The Hypertext Transfer Protocol. The packets are returned with the format according to HttpPacket described above. A packet is either a request, a response, a header or an end of header mark. Invalid lines are returned as HttpError.

Recognized request methods and header fields are returned as atoms. Others are returned as strings.

The protocol type http should only be used for the first line when a HttpRequest or a HttpResponse is expected. The following calls should use httph to get HttpHeader's until http_eoh is returned that marks the end of the headers and the beginning of any following message body.

The variants http_bin and httph_bin will return strings (HttpString) as binaries instead of lists.

* **所给数据行**:

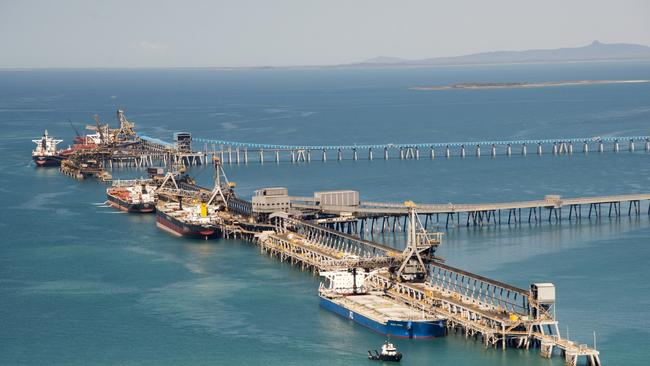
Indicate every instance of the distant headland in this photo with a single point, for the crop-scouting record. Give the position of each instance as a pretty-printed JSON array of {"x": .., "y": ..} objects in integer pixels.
[
  {"x": 596, "y": 51},
  {"x": 524, "y": 84}
]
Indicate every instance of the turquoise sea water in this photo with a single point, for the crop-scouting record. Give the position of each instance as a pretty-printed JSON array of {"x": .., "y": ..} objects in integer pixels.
[{"x": 83, "y": 284}]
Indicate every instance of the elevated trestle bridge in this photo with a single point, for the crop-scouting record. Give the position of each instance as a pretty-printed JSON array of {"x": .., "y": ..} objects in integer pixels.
[{"x": 233, "y": 152}]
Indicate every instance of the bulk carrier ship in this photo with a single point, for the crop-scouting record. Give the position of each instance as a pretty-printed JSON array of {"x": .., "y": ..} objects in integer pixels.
[
  {"x": 197, "y": 221},
  {"x": 347, "y": 295},
  {"x": 137, "y": 196},
  {"x": 45, "y": 153}
]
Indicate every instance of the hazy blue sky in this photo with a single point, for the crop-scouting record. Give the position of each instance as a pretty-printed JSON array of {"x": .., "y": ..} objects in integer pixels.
[{"x": 154, "y": 33}]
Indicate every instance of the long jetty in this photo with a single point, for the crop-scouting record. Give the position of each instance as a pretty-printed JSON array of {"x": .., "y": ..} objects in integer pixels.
[
  {"x": 233, "y": 152},
  {"x": 499, "y": 314},
  {"x": 387, "y": 216}
]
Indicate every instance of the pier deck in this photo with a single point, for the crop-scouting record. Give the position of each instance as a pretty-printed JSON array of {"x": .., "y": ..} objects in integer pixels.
[{"x": 389, "y": 216}]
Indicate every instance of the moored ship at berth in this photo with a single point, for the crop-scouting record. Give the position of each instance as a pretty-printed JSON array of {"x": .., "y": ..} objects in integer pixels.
[
  {"x": 347, "y": 295},
  {"x": 45, "y": 153},
  {"x": 133, "y": 196},
  {"x": 198, "y": 221}
]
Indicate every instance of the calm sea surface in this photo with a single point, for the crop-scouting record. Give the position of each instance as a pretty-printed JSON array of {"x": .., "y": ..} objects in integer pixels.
[{"x": 81, "y": 284}]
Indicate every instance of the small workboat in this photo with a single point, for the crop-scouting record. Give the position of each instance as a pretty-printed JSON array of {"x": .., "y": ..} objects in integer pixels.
[{"x": 388, "y": 353}]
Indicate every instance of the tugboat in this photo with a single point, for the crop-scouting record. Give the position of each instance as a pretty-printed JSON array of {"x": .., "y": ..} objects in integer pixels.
[
  {"x": 45, "y": 153},
  {"x": 136, "y": 197},
  {"x": 388, "y": 353}
]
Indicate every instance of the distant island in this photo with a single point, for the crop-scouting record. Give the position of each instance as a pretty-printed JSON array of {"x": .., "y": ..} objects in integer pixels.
[
  {"x": 593, "y": 52},
  {"x": 523, "y": 84}
]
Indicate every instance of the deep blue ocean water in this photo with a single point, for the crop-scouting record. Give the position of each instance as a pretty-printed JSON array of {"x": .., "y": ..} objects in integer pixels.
[{"x": 81, "y": 284}]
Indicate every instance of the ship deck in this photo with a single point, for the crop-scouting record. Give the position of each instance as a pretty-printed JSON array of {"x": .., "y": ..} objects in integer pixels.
[{"x": 381, "y": 308}]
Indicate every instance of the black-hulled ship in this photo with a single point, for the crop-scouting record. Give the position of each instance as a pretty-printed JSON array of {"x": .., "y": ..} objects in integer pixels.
[
  {"x": 135, "y": 196},
  {"x": 45, "y": 153},
  {"x": 197, "y": 220}
]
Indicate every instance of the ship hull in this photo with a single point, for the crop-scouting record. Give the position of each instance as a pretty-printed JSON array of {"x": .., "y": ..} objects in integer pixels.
[
  {"x": 123, "y": 205},
  {"x": 42, "y": 161},
  {"x": 179, "y": 228},
  {"x": 392, "y": 328}
]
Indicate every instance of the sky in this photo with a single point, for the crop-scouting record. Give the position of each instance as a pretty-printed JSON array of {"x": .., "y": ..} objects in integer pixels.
[{"x": 160, "y": 33}]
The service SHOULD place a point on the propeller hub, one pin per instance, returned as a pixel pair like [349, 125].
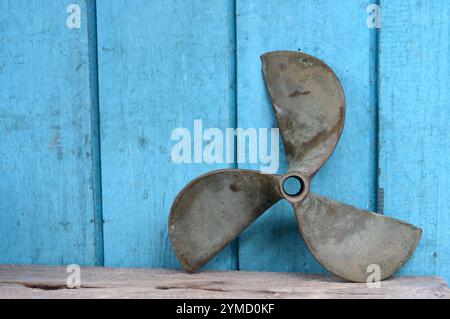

* **任务要求**:
请更新这篇关于 HTTP 协议的文档节选中的一段：从含有“The Hypertext Transfer”的词语开始，至“instead of lists.”为止，重新写出该段，并将其中的“HttpError”改为“HttpInvalidLine”。 上述数据行无需使用。

* **完整回答**:
The Hypertext Transfer Protocol. The packets are returned with the format according to HttpPacket described above. A packet is either a request, a response, a header or an end of header mark. Invalid lines are returned as HttpInvalidLine.

Recognized request methods and header fields are returned as atoms. Others are returned as strings.

The protocol type http should only be used for the first line when a HttpRequest or a HttpResponse is expected. The following calls should use httph to get HttpHeader's until http_eoh is returned that marks the end of the headers and the beginning of any following message body.

The variants http_bin and httph_bin will return strings (HttpString) as binaries instead of lists.